■ Required task ■
Update all of the records below by replacing "Identify" with "Mark" wherever it occurs. Reproduce the lines with everything else unchanged.

Point labeling records:
════════
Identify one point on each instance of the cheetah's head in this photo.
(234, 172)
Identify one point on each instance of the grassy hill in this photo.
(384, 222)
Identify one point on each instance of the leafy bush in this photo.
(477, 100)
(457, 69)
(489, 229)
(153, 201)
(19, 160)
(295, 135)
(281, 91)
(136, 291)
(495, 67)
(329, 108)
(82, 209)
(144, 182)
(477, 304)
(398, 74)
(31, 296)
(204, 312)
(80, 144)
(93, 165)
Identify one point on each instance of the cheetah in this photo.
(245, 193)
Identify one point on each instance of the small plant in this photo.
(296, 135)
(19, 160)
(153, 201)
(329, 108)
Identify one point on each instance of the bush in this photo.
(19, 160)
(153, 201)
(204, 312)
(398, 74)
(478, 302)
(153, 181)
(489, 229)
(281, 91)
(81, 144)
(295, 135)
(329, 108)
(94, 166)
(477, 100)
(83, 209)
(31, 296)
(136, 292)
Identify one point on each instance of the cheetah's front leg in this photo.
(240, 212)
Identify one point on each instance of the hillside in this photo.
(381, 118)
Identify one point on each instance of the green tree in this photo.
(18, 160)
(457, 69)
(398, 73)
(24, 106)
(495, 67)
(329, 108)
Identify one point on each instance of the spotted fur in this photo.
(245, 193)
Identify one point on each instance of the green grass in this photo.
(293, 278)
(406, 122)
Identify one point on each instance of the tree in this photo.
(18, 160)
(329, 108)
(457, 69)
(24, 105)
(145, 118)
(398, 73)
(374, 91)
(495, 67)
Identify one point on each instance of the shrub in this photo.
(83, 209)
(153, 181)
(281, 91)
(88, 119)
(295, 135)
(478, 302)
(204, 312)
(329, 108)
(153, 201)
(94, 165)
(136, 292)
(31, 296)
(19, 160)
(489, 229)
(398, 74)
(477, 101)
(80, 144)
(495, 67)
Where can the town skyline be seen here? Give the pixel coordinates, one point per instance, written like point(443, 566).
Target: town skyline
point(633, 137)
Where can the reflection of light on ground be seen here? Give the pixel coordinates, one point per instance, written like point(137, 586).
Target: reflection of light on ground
════════
■ Output ■
Mark one point on each instance of the cheetah's head in this photo.
(234, 172)
Mark one point on each instance of the grassy hill in this photo.
(384, 222)
Mark one point on each instance of the leafy bush in this photo.
(477, 100)
(457, 69)
(489, 229)
(153, 201)
(19, 160)
(295, 135)
(281, 91)
(136, 291)
(495, 67)
(329, 108)
(82, 209)
(144, 182)
(477, 304)
(398, 74)
(31, 296)
(204, 312)
(80, 144)
(93, 165)
Mark one point on each instance of the cheetah in this photo.
(245, 193)
Mark one point on each instance of the small plant in this photo.
(296, 135)
(19, 160)
(153, 201)
(329, 108)
Mark one point on each instance of the bush in this photo.
(19, 160)
(153, 201)
(204, 312)
(398, 74)
(478, 302)
(153, 181)
(489, 229)
(281, 91)
(81, 144)
(295, 135)
(329, 108)
(94, 166)
(477, 100)
(83, 209)
(31, 296)
(136, 292)
Mark one point on each instance of the cheetah's front leg in this photo.
(240, 212)
Mark one point on each instance of the hillside in this photo.
(381, 118)
Mark one point on each instance of the green tree in this photo.
(18, 160)
(457, 69)
(398, 73)
(24, 106)
(495, 67)
(329, 108)
Mark one point on each instance of the spotted fur in this photo.
(245, 193)
Mark one point on each instance of the green grass in this photo.
(293, 278)
(406, 122)
Mark one point on each instance of the tree in this photo.
(18, 160)
(329, 108)
(457, 69)
(24, 105)
(145, 118)
(398, 73)
(374, 91)
(495, 67)
Mark one point on each instance of the shrub in this photo.
(83, 209)
(153, 181)
(281, 91)
(88, 119)
(295, 135)
(478, 302)
(204, 312)
(329, 108)
(153, 201)
(94, 165)
(136, 292)
(31, 296)
(19, 160)
(489, 229)
(398, 74)
(477, 101)
(80, 144)
(495, 67)
Where can the town skyline be seen here? Give the pixel coordinates, one point per instance, written like point(443, 566).
Target: town skyline
point(633, 137)
Where can the reflection of light on ground be seen here? Give the pixel coordinates, one point per instance, written like point(137, 586).
Target: reflection of light on ground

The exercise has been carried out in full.